● Exercise materials
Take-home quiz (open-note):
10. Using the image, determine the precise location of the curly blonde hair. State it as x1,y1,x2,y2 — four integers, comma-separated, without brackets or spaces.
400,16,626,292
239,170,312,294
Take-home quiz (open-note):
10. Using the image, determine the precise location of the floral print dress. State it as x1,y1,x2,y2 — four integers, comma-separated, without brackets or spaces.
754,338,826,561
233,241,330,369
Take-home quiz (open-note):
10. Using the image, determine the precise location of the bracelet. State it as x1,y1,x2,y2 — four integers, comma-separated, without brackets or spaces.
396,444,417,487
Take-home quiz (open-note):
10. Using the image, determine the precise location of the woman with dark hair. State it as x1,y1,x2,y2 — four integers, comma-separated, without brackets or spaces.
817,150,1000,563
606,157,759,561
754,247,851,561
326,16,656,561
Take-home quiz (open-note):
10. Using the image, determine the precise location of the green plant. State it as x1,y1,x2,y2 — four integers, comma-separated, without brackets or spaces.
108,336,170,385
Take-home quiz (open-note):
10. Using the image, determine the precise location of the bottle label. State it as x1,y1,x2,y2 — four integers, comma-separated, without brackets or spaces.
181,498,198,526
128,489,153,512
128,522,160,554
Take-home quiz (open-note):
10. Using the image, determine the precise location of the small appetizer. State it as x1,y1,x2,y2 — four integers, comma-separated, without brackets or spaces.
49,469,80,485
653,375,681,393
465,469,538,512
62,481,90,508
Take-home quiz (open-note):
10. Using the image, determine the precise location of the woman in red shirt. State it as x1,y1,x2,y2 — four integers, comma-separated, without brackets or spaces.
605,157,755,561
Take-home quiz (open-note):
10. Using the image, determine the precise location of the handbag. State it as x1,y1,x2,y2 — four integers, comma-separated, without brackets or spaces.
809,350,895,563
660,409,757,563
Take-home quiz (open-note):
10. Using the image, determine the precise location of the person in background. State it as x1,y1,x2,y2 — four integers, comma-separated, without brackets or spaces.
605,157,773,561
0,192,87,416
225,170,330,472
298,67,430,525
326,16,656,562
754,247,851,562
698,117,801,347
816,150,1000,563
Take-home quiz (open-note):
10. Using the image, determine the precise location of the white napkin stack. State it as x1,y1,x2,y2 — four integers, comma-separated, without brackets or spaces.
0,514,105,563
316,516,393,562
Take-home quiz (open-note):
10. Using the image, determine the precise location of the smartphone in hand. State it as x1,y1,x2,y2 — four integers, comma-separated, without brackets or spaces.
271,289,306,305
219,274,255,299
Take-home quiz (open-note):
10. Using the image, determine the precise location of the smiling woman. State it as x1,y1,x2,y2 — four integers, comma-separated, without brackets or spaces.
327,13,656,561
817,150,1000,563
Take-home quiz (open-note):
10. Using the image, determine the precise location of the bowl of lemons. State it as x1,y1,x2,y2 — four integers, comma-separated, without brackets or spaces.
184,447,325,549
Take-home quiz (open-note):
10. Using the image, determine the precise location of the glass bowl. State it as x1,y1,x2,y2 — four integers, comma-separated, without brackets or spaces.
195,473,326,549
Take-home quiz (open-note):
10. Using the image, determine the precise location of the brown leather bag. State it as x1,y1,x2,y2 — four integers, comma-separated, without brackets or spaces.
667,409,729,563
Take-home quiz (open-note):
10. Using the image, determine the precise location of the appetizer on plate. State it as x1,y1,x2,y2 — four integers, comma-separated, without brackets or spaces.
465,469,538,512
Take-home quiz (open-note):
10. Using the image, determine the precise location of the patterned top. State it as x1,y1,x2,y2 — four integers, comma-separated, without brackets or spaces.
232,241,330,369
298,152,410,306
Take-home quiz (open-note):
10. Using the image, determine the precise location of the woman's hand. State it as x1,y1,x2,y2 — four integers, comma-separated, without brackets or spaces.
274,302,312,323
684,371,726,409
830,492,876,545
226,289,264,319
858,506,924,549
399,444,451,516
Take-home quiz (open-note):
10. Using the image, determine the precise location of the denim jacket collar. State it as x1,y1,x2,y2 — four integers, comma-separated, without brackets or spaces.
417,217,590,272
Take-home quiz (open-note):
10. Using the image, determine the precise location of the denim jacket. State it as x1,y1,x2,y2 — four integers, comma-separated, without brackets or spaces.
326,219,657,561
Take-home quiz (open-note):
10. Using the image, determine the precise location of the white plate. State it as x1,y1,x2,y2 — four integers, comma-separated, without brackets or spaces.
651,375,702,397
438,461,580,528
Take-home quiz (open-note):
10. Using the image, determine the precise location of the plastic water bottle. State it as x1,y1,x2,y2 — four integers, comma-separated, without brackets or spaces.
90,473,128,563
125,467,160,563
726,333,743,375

● Written problem
Reproduce the entire listing above verbatim, keeping every line in its original order.

● Solution below
Take-home quiz (open-note):
10. Using the image, determine the precise location of the curly blonde hair. State it as x1,y1,x2,y2 — four integers, comma-separated, without brackets or spaces.
400,16,626,292
239,170,312,294
Take-home quiz (open-note):
10. Using the image, determine the precise location of the floral print dress. State it as x1,y1,x2,y2 — four integers, comma-separated, without brackets or spaces.
754,338,826,561
233,241,330,369
Take-home quiz (open-note):
10. Using the image, determine the precise location of the bracelet. State it as x1,y1,x2,y2 — four integers, comma-separated, without brackets or spaces.
396,444,417,487
Take-home quiz (open-note):
10. Using the image, determine the precise location of the woman with dark hair. State it as x1,y1,x2,y2 — four integers, comma-separated, without brackets or spaces.
817,150,1000,563
606,157,759,561
754,247,851,561
326,16,656,561
Take-home quiz (open-note):
10. Using the image, determine the precise location of the green plant. State it as x1,y1,x2,y2 — four integers, comma-separated, without brackets or spaces.
108,336,170,385
Take-home quiz (open-note):
10. Using the image, determine the precise location of the bottle label. State it as x1,y1,x2,y2 — four integers, comma-separated, without brackets or spaces.
181,498,198,526
128,489,153,512
128,522,160,554
Take-home quiz (open-note):
10. Using the image, determine the precise location of the small appetizer. State it as x1,y1,x2,y2 — four integers, comma-separated, without brackets or spaces.
49,469,80,485
653,375,681,393
465,469,538,512
62,481,90,508
Take-home quiz (open-note):
10. Using the image, determine the precise location of the woman in red shirt. State it as x1,y1,x2,y2 — four integers, comma-separated, without brackets or spaces.
605,157,755,561
Take-home quiz (open-note):
10. Using the image, determine the precise location of the handbag. State it as x1,y1,x2,y2 — four integers, comma-separated, without brackets or spaces.
809,350,895,563
660,409,757,563
Take-home quiz (open-note):
10. Using the image, determine the precise location of the person in background. State it as x1,y1,x2,y2 — four integers, comma-separated, without brackets or spaces.
605,157,773,561
0,192,87,416
225,170,330,472
298,67,430,525
326,16,656,562
754,247,851,562
698,117,801,347
816,150,1000,563
Take-home quiz (open-note):
10. Using the image, determine the precise location of the white napkin stack. State it as x1,y1,x2,y2 — four integers, comma-separated, without brackets or spaces.
0,514,105,563
316,516,393,562
Take-home quiz (open-note):
10. Using the image, determine the precise location of the smartphone in hand. State it as x1,y1,x2,y2 — four integers, comma-separated, without brackets or spaces.
271,289,306,305
219,274,255,299
Take-home quiz (open-note):
10. Using the image, determine the precise location of the smiling woman. State it as x1,y1,x2,y2 — four integers, comma-separated, without brackets or spaces.
327,13,656,561
817,150,1000,563
Take-home quiz (open-note):
10. Using the image, determine the precise location of the bowl of lemons. State it as x1,y1,x2,y2 — four integers, comma-separated, without brackets or spaces.
184,447,325,549
Take-home quiz (open-note):
10. Using the image, determine the precise location of the glass bowl. State it as x1,y1,x2,y2 — four integers, comma-separated, without brackets or spaces.
195,473,326,549
Take-home quiz (open-note):
10. Using the image, determine the precise location of the brown leather bag. State it as x1,y1,x2,y2 — four integers, comma-separated, without brackets or spaces.
667,409,729,563
Take-home quiz (open-note):
10. Using the image, determine the precise location of the appetizer on plate. State it as x1,y1,x2,y2 — four integers, comma-separated, without brackets or spaces.
465,469,538,512
Take-home quiz (open-note):
10. Using the image, determine the precise location of the patterned top. State it as x1,y1,x2,y2 — four integers, comma-separated, without brackets or spaces.
232,241,330,369
298,152,410,306
Take-home quiz (open-note):
10. Using the image, determine the precise location of the woman's hand. State it as x1,y1,x2,y2 — four integers, comma-separated, without brackets or spaces.
274,302,312,323
684,371,726,409
830,492,876,545
226,289,264,319
858,506,924,549
399,444,451,516
Take-home quiz (open-note):
10. Using the image, determine the precise location of the denim jacket collar. State it as x1,y1,x2,y2 — four integers, comma-separated, without brackets or spaces.
417,217,590,272
Take-home quiz (open-note):
10. Using the image, determine the precise location of the denim jacket. State it as x1,y1,x2,y2 — four integers, comma-separated, without brackets or spaces.
326,219,657,561
Take-home quiz (open-note):
10. Using the image, determine the precise location of the white plate. State it as x1,y1,x2,y2 — four integers, comma-separated, without brackets or spaces.
651,375,702,397
438,461,580,528
Take-home quiz (open-note):
10. Using the image, determine the precise location of the plastic water bottle. State it as x1,y1,x2,y2 — four integers, comma-separated, without brackets or spaces.
90,473,128,563
125,467,160,563
726,333,743,375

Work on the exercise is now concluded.